=== Records for processing ===
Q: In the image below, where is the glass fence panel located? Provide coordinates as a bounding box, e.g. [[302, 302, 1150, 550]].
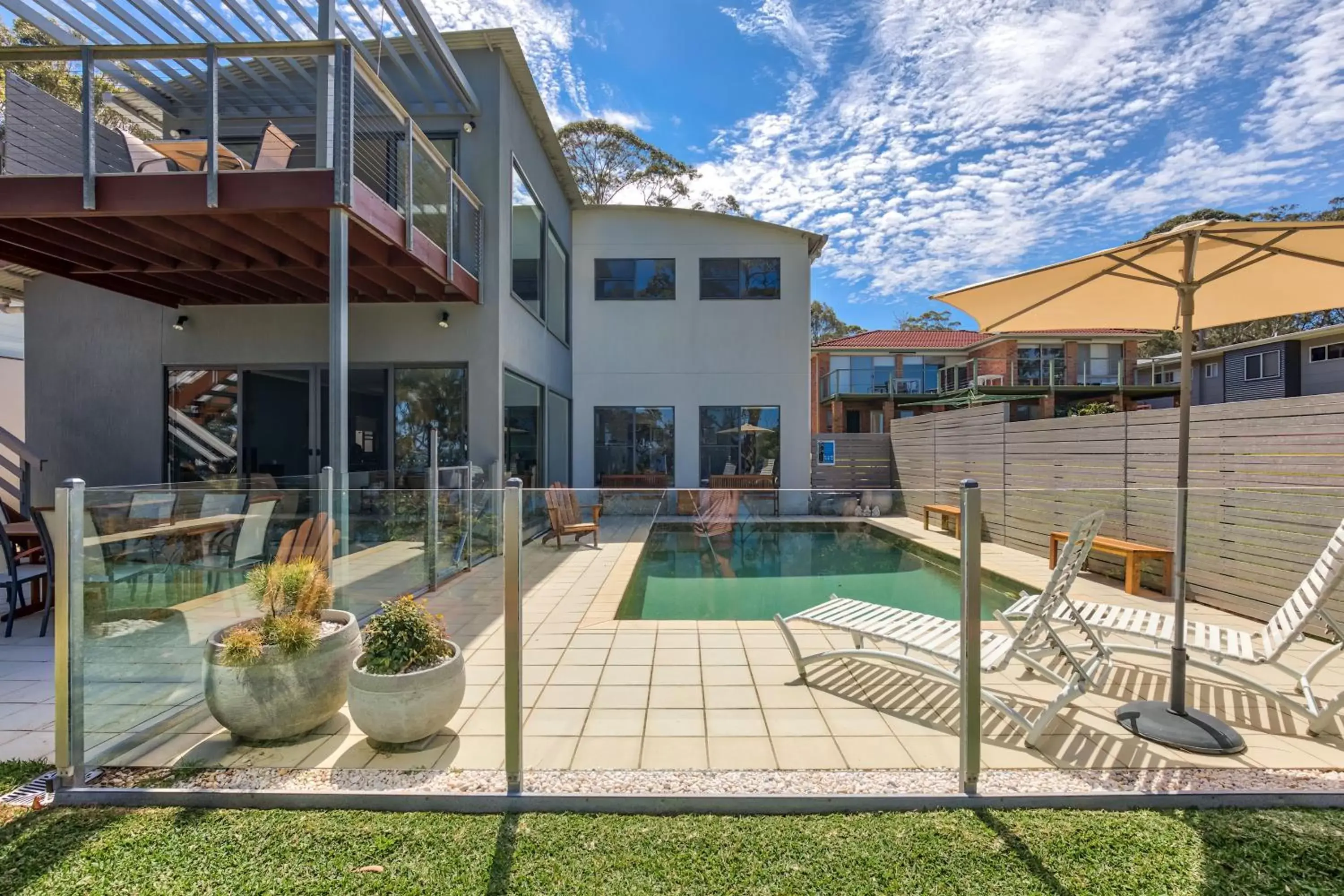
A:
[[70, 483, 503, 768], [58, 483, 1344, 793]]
===
=== Records for processing ===
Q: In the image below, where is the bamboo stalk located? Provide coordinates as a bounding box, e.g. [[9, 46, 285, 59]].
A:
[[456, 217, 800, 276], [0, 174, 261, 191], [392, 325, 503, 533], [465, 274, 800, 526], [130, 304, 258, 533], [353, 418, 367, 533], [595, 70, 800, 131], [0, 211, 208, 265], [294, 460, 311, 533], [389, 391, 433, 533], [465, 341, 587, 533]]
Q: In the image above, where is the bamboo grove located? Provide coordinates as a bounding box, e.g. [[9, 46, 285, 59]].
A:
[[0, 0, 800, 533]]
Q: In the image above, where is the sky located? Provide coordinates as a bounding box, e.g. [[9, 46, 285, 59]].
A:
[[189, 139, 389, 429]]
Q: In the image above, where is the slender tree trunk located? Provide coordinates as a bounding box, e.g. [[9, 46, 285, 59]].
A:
===
=== Records for processing ===
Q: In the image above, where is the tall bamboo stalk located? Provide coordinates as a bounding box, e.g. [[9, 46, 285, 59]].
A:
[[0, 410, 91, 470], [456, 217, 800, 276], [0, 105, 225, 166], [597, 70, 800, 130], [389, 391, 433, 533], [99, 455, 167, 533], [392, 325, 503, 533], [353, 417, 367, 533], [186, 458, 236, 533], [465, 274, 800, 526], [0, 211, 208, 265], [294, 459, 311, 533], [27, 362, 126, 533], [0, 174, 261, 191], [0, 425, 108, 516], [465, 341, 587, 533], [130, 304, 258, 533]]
===
▶ _Instructions to follow_
Recast everything from the line containing "Q: In the image above, where is the tall" down to the line containing "304, 258, 533]]", both included, as a JSON list of strings with one string per line and no blank lines. Leave out all other material.

▶ _Task response_
[
  "Q: In the image above, where is the tall bamboo stalk located? Provide coordinates as a bounding box, e.g. [[9, 46, 285, 59]].",
  "A:",
  "[[0, 410, 91, 470], [456, 217, 800, 276], [0, 105, 225, 166], [597, 70, 800, 130], [389, 391, 433, 533], [99, 455, 167, 533], [392, 325, 503, 533], [353, 417, 367, 533], [186, 458, 236, 533], [465, 274, 800, 526], [0, 211, 208, 265], [294, 459, 311, 533], [27, 362, 126, 533], [0, 174, 261, 191], [0, 425, 108, 516], [465, 341, 587, 533], [130, 304, 258, 533]]"
]